»»
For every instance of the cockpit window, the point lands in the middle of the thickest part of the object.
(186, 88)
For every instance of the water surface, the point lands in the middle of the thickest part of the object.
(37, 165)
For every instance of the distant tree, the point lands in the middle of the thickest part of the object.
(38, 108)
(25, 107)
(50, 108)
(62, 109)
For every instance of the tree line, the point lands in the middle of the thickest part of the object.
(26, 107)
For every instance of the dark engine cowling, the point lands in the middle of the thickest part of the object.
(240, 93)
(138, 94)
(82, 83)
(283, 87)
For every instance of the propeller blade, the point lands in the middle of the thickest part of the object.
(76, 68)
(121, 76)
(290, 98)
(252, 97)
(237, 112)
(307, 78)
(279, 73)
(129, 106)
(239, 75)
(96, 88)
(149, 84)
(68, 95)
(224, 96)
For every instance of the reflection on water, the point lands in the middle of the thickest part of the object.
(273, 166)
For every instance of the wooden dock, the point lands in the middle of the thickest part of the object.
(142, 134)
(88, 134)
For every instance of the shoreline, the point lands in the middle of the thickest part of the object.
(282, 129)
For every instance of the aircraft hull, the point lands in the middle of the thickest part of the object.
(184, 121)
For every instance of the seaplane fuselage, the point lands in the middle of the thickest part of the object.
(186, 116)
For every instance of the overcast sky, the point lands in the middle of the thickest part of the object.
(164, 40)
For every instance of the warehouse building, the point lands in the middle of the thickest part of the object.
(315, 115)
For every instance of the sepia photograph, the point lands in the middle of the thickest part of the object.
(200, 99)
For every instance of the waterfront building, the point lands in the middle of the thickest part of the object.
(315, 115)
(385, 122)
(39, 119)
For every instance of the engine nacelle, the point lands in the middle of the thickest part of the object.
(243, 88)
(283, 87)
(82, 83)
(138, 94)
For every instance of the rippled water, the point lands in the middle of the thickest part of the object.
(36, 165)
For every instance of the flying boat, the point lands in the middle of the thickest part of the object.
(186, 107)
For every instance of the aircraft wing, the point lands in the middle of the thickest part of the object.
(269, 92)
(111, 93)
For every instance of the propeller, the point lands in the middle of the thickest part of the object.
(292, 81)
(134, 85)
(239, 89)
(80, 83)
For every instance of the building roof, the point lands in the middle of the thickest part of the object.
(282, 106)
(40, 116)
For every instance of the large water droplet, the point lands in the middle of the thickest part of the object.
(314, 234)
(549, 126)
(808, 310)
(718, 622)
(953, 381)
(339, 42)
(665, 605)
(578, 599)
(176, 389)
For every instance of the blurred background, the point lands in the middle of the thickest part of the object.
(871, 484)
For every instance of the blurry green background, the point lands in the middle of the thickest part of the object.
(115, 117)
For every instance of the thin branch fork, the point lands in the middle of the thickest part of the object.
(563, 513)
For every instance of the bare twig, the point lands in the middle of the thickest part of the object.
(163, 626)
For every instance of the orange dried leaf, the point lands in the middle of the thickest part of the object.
««
** REQUEST **
Rewrite all the items above as a numbered list, leaving out any blank lines.

** REPLY **
1. For every instance of the cockpit window, the point lands in the middle of the thickest part of the object.
2. (186, 88)
3. For every instance of the water surface, the point lands in the middle of the thickest part of the object.
4. (37, 165)
5. For every instance of the distant tree, the point lands in the middle of the thickest part of the object.
6. (38, 108)
7. (25, 107)
8. (50, 108)
9. (62, 109)
10. For every instance of the tree line, the point lands in the middle of the thickest part of the object.
11. (26, 107)
12. For every instance of the dark engine cowling, the point lands in the middle of the thickest part of the object.
13. (240, 93)
14. (138, 94)
15. (82, 83)
16. (283, 87)
17. For every instance of the propeller blade, the point lands in the middle of the thickest part of the object.
18. (76, 68)
19. (121, 76)
20. (290, 98)
21. (252, 97)
22. (237, 112)
23. (307, 78)
24. (279, 73)
25. (129, 106)
26. (239, 75)
27. (96, 88)
28. (149, 84)
29. (68, 95)
30. (224, 96)
31. For every instance of the reflection on water, the point lands in the middle of the thickest part of the object.
32. (273, 166)
33. For every instance of the wooden dock, the point lands in the middle of the thickest part of the object.
34. (142, 134)
35. (88, 134)
36. For every instance of the shoreline, the point lands in the middle of the thickest part of the object.
37. (282, 129)
38. For every instance of the aircraft hull, the point lands in the middle of the thickest part of the object.
39. (184, 121)
40. For every instance of the seaplane fuselage, the point lands in the middle of the thickest part of the object.
41. (186, 116)
42. For every instance of the overcast sky, the point lands in the middle of the thickest part of the object.
43. (164, 40)
44. For every instance of the warehouse building, the point lands in the middle of the thickest part of the object.
45. (315, 115)
46. For every instance of the sepia photograph, the point lands in the middle of the thickest part of the object.
47. (200, 99)
48. For every instance of the waterfront building, the point lands in the middle of the thickest part of the object.
49. (315, 115)
50. (385, 122)
51. (39, 119)
52. For every instance of the engine nacelle, the point lands in the middle of the thickest part of the object.
53. (243, 88)
54. (283, 87)
55. (82, 83)
56. (138, 94)
57. For every instance of the rippled water, the point lands in the middle of the thickest part of the object.
58. (36, 165)
59. For every instance of the flying boat, the point lands in the middle of the thickest part of the object.
60. (186, 107)
61. For every instance of the aircraft wing, the point lands in the middle of the thickest part of the object.
62. (269, 92)
63. (111, 93)
64. For every instance of the propeller, the point lands in the middle of the thickest part of the object.
65. (292, 81)
66. (134, 85)
67. (239, 89)
68. (80, 83)
69. For every instance of the building roof, the point lands in the middle of the thickest part of the object.
70. (282, 106)
71. (40, 116)
72. For every instance of the large water droplet, the point lands in the middle of the thickest part of the object.
73. (314, 234)
74. (549, 126)
75. (808, 310)
76. (718, 622)
77. (953, 381)
78. (339, 42)
79. (665, 605)
80. (578, 599)
81. (176, 389)
82. For every instance of the blurred background, the point lands in the middle of the thickest part of the object.
83. (871, 484)
84. For every instance of the blurry green background, the point lands in the middle of the thickest part of the object.
85. (115, 117)
86. For every instance of the thin branch fork, the point lands in the middle of the thickest part of the object.
87. (563, 513)
88. For every instance of the bare twig, the point lands in the middle of the thickest part of the object.
89. (163, 626)
90. For every instance of the orange dried leaf, the point lands in the middle of the thickest part of the object.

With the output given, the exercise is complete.